(Beginning of Given text)

The American researchers from different institutes including the University of Maryland Baltimore, Johns Hopkins University Baltimore and the University of Maryland College Park, supported the idea of establishing a standard for e-liquid. Such standard is in the form of a Certified Reference Material, CRM.
Built upon the technical specifications PAS 54115:2015 and XP D 90-300-2 produced by the British Standards Institution (BSI) and the Association Française de Normalisation (AFNOR), respectively, the CRM consists in an e-liquid whose composition is prepared following a well defined recipe, with identified ingredients and following an established protocol. The e-liquid has further been tested for its stability, the absence of impurities (trace metals, mainly) and for the concentration in nicotine. Then, the e-liquid was vaporized in a standard e-cigarette and analyzed following established protocoles.
Analytical techniques involve Gas Chromatography Mass spectrometry (GC-MS) for organic compounds, Inductively Coupled Plasma – Optical Emission Spectrometry (ICP – OES) for metals and particle sizing (Aerodynamical Particle Sizer) for physical measurement on the aerosol.
Another part of the article describes how to generate, from the reference e-liquid, the vapor that will be analyzed following the different techniques cited above.
The measures performed on the e-liquid and the aerosol are:
- Homogeneity tests on the reference e-liquide
- Stability tests on the reference e-liquide
- Detection of metals in the reference e-liquid
- Chemical characterization of aerosol generated from the reference e-liquide
- Physical properties of the reference aerosol
- Presence of metals in the aerosol
The chemical characterization is probably what is the most relevant for users and the topic on which most of our readers will like enlightenment. The measurement consists in quantifying 16 chemical by products potentially present in e-liquids among which 7 are classified “dangerous chemicals” and 5 carry out “warning” labels. In this list and following the Material Safety Data Sheets (MSDS), 8 may cause “acute toxic effects when ingested” and 8 may cause respiratory irritation at high concentration.

(End of Given text)

> [Problem]:
Reproduce word for word the stretch of the e-liquid reference standard text from "Built upon the" through "on the aerosol.".

(Beginning of Material provided)

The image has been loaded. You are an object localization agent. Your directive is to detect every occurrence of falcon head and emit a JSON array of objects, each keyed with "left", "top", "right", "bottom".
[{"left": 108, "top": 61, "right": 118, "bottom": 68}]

(End of Material provided)

> [Answer to the exercise]:
Built upon the technical specifications PAS 54115:2015 and XP D 90-300-2 produced by the British Standards Institution (BSI) and the Association Française de Normalisation (AFNOR), respectively, the CRM consists in an e-liquid whose composition is prepared following a well defined recipe, with identified ingredients and following an established protocol. The e-liquid has further been tested for its stability, the absence of impurities (trace metals, mainly) and for the concentration in nicotine. Then, the e-liquid was vaporized in a standard e-cigarette and analyzed following established protocoles.
Analytical techniques involve Gas Chromatography Mass spectrometry (GC-MS) for organic compounds, Inductively Coupled Plasma – Optical Emission Spectrometry (ICP – OES) for metals and particle sizing (Aerodynamical Particle Sizer) for physical measurement on the aerosol.